TASK GOAL |
Write out the lines below word for word, starting with the line that contains "For every instance of the roof" and going on through the line that contains "x=202, y=225". Leave the pictures out.

Point labeling examples
□ □ □ □ □
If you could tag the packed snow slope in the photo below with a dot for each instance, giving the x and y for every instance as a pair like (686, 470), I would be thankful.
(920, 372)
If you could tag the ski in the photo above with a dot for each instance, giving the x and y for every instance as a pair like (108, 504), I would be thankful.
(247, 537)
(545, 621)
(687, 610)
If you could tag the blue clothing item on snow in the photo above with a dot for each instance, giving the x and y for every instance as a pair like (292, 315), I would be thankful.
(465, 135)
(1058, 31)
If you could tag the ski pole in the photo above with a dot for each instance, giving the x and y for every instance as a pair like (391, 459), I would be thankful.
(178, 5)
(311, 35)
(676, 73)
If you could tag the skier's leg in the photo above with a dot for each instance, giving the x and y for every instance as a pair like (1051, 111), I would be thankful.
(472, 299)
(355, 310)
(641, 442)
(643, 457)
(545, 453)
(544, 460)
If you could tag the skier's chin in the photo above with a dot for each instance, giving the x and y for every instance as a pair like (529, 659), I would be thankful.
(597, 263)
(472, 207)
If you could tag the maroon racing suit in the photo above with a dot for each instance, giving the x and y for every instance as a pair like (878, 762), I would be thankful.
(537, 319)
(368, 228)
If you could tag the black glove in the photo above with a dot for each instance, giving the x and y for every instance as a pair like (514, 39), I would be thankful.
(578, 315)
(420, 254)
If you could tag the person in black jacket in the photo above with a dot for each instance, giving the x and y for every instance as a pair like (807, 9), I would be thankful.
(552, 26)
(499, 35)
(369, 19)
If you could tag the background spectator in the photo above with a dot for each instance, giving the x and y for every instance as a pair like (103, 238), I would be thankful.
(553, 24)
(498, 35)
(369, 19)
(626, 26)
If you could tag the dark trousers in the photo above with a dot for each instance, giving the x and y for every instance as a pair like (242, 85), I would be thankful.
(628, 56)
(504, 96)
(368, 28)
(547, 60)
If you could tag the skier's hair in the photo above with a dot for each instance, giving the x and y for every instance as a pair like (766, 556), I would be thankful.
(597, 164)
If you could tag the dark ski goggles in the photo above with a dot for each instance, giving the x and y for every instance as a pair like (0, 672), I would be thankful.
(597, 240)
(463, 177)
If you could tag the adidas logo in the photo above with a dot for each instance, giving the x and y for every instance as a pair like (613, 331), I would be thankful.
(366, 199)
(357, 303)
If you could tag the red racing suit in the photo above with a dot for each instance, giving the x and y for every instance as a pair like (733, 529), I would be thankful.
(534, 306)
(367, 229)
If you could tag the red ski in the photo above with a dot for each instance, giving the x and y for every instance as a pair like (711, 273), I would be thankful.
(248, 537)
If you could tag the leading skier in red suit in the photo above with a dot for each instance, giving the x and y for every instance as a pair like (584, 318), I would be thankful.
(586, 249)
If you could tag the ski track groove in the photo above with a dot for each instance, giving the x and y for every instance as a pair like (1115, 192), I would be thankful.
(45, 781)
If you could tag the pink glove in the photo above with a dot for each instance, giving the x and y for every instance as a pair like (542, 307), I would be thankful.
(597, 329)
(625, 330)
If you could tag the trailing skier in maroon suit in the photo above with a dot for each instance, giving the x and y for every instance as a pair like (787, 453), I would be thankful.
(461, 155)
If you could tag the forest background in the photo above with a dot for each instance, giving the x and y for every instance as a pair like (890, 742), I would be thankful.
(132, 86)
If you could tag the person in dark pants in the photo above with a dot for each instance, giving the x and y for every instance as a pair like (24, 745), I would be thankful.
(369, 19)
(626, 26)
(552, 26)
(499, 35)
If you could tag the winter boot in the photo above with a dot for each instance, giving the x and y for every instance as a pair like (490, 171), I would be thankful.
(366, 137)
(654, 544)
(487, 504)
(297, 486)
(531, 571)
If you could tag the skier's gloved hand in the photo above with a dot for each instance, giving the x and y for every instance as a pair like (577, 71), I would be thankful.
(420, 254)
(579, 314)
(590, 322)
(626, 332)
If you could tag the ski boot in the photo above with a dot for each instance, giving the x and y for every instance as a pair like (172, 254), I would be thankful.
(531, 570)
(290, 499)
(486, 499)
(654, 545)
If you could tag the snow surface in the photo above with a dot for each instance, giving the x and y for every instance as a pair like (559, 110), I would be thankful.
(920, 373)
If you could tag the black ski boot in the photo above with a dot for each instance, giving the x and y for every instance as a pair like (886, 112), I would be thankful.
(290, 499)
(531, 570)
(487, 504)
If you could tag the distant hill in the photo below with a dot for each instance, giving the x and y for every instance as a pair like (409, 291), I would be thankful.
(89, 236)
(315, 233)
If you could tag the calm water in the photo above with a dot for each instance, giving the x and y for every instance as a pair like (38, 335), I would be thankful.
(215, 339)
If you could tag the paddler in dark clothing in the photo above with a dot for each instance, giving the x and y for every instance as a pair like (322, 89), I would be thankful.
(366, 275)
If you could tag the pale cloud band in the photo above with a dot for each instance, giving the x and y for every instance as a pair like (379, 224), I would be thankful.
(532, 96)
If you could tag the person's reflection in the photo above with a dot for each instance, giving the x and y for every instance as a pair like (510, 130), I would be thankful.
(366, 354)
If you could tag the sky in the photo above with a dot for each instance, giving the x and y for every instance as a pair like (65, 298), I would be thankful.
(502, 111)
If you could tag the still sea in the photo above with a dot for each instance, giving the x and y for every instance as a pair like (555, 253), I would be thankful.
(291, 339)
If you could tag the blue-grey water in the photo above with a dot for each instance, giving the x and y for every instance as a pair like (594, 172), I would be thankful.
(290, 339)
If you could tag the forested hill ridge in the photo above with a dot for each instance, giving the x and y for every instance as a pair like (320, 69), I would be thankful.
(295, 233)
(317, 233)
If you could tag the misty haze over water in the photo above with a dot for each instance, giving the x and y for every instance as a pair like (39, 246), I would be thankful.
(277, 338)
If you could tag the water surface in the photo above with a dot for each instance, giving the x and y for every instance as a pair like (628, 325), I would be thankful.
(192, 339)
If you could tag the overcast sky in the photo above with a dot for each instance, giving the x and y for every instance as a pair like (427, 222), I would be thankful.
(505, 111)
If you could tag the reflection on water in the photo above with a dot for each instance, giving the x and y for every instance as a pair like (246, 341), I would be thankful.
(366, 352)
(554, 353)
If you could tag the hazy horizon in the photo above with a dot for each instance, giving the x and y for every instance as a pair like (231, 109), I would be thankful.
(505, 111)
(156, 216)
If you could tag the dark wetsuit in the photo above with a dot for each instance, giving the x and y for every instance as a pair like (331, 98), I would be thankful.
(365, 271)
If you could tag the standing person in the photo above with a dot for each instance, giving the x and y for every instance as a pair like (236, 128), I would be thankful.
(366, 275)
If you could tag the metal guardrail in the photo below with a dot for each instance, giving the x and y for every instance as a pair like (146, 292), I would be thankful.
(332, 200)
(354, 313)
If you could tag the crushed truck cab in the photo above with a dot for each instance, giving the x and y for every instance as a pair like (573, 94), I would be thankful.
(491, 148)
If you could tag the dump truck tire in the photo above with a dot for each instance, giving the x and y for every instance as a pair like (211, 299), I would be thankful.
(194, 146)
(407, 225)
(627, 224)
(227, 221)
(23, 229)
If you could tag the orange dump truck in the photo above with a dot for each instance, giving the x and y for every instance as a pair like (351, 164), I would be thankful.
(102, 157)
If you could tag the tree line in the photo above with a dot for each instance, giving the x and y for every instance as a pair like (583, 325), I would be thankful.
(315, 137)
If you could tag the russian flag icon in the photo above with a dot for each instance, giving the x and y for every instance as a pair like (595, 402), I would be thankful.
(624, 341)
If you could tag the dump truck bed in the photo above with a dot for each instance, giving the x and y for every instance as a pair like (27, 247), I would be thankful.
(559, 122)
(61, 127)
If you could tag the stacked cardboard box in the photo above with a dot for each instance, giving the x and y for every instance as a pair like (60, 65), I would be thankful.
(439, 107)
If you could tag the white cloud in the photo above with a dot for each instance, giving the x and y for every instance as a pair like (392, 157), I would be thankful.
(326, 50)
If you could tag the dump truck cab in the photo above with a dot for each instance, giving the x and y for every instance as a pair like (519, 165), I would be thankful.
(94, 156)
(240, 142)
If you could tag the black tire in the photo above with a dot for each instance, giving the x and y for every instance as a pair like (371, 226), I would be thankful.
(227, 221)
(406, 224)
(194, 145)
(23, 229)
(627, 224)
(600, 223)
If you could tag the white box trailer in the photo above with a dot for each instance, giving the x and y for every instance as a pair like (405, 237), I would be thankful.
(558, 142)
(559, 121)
□ □ □ □ □
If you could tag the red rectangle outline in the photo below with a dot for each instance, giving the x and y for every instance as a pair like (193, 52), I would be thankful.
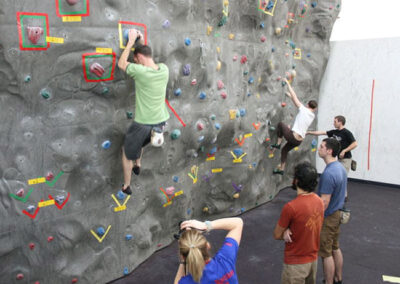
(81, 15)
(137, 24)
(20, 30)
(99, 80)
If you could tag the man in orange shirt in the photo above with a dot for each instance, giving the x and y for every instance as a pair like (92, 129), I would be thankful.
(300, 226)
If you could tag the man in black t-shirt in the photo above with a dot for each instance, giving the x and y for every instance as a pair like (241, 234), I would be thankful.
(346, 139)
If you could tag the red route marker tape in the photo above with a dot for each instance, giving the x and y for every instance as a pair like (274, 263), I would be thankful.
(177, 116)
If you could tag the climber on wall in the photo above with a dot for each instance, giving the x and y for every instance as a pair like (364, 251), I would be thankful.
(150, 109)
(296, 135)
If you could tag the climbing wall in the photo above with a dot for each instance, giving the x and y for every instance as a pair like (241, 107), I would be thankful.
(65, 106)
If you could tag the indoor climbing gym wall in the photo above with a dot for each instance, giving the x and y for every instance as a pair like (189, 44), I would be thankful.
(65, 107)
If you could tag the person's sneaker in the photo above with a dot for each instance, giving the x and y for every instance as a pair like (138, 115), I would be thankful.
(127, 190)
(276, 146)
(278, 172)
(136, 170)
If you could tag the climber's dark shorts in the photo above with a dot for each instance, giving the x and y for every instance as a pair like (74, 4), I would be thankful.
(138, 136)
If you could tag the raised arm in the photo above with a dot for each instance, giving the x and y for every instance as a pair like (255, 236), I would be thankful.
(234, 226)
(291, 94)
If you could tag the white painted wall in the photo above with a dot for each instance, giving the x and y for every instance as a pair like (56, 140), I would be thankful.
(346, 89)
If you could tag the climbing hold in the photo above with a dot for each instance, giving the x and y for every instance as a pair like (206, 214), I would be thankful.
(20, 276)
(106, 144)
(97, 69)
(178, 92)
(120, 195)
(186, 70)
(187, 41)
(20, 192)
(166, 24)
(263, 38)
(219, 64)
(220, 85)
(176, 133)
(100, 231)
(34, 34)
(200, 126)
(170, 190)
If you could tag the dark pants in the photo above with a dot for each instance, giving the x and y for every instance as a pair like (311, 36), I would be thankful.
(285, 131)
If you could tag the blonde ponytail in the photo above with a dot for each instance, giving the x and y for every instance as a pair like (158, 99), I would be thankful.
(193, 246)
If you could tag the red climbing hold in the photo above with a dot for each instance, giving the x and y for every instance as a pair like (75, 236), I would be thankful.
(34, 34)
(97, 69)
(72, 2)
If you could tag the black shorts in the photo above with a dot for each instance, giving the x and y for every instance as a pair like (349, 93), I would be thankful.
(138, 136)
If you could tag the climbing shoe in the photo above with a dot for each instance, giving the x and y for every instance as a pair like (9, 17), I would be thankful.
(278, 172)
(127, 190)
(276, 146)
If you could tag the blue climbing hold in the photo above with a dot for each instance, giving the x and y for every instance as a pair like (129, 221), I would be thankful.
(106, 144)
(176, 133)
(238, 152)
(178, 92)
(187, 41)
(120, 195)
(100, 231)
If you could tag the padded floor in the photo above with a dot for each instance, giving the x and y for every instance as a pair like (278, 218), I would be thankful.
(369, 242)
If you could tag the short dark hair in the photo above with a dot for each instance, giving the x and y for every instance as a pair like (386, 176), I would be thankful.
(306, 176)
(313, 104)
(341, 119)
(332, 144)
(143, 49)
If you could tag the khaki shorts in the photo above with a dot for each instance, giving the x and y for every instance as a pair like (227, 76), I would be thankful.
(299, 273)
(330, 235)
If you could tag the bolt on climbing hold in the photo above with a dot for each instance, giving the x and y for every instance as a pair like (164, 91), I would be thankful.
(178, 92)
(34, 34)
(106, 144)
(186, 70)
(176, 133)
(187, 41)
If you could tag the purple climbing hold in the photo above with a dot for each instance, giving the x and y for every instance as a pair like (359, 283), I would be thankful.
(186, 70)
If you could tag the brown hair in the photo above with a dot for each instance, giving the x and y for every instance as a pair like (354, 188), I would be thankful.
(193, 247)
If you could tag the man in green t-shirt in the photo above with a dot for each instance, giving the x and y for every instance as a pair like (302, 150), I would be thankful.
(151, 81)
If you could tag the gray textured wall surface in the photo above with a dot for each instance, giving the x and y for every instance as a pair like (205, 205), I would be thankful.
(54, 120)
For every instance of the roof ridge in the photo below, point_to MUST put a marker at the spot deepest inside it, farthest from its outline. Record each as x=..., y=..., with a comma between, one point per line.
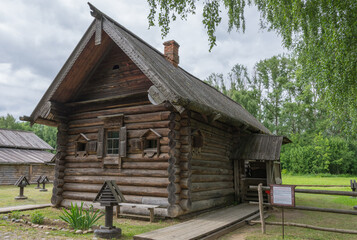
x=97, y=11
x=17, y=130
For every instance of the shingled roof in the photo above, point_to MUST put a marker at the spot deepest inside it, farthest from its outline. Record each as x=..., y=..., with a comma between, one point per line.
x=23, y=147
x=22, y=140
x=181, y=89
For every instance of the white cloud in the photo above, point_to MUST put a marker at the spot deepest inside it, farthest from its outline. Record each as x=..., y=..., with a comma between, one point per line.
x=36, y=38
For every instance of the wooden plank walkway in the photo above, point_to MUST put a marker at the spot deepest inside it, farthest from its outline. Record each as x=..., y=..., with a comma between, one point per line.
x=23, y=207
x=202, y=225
□ □ □ □ □
FULL ANSWER |
For every instance of the roof ridge in the photo below, point_to MUST put a marker at the spot deepest inside it, farthest from its outline. Record each as x=..., y=..., with a comma between, one point per line.
x=97, y=11
x=17, y=130
For every instance of the shingled roof in the photo above, point_to MUST put a marker at the spot deepest inside it, farthest from its outline. Record each as x=..., y=..., with a comma between, one point per line.
x=23, y=147
x=22, y=140
x=181, y=89
For every instance of the white cloud in the photo above, point_to MUST put a marker at the spot deepest inside it, farthest from its outline. Record each as x=..., y=..., with a comma between, one point per line.
x=36, y=38
For every instance of the wooden plank walkway in the photo above, point_to MUST put a marker at the spot deepest inside it, farthest from its outline. Record each as x=..., y=..., with a comma between, one point per line.
x=23, y=207
x=202, y=225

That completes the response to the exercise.